What you should do - Set down exactly the entries below, beginning at their first line and ending at the line with "written like <point>94,379</point>.".

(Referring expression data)
________________________

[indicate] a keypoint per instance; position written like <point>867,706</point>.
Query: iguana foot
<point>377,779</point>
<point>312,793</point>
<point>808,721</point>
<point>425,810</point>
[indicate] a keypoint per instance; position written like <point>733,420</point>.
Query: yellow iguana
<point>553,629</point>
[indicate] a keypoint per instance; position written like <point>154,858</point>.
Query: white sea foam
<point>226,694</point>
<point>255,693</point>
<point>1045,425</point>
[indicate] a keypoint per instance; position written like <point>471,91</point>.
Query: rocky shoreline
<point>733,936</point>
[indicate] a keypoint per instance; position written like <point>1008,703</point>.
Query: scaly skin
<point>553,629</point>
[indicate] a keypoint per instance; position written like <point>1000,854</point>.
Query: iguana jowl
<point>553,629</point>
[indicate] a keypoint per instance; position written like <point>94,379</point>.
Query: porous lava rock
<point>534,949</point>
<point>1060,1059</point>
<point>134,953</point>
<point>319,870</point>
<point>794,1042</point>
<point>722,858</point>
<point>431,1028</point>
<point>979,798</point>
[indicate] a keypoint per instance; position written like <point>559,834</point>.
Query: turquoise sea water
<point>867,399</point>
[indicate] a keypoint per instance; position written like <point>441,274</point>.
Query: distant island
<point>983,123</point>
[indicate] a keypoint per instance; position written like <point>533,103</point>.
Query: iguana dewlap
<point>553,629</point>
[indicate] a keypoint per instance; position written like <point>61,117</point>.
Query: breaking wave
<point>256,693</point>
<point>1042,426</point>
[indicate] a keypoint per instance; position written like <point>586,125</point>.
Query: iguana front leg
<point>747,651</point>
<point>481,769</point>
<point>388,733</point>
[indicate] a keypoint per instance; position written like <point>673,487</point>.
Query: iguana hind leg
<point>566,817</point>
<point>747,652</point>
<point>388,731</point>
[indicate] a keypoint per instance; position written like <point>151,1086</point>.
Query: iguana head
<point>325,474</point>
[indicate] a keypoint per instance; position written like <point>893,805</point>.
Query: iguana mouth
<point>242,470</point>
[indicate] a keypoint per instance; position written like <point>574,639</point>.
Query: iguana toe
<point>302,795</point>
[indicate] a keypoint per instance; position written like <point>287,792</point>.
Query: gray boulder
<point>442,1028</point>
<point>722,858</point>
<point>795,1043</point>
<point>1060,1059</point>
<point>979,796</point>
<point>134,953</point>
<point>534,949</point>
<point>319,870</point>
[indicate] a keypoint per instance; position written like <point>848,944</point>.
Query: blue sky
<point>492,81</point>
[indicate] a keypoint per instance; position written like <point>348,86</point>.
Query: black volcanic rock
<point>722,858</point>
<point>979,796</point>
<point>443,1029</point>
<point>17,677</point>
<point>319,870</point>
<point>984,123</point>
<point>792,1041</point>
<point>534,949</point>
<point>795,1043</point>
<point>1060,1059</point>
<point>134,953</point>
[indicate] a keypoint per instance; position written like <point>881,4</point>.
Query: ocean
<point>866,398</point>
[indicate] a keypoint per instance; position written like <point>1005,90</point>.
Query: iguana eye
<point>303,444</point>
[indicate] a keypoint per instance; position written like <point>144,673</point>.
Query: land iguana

________________________

Response box -
[indicate] a keypoint per instance; position written like <point>867,706</point>.
Query: iguana foot
<point>377,779</point>
<point>312,793</point>
<point>808,721</point>
<point>425,810</point>
[indicate] a keypoint per instance; position written like <point>733,420</point>.
Query: yellow iguana
<point>553,629</point>
[indicate] a keypoint per instance; position written like <point>154,858</point>.
Query: white sea foam
<point>226,694</point>
<point>255,693</point>
<point>1045,425</point>
[indicate] a keypoint per instance; position written like <point>471,91</point>.
Query: rocky shoreline
<point>733,936</point>
[indicate] a keypoint per instance; position written like <point>1008,703</point>.
Query: scaly skin
<point>553,629</point>
[indicate] a keypoint per instance; position written like <point>1000,854</point>.
Query: iguana jowl
<point>553,629</point>
[indicate] a keypoint per instance; position written like <point>94,379</point>.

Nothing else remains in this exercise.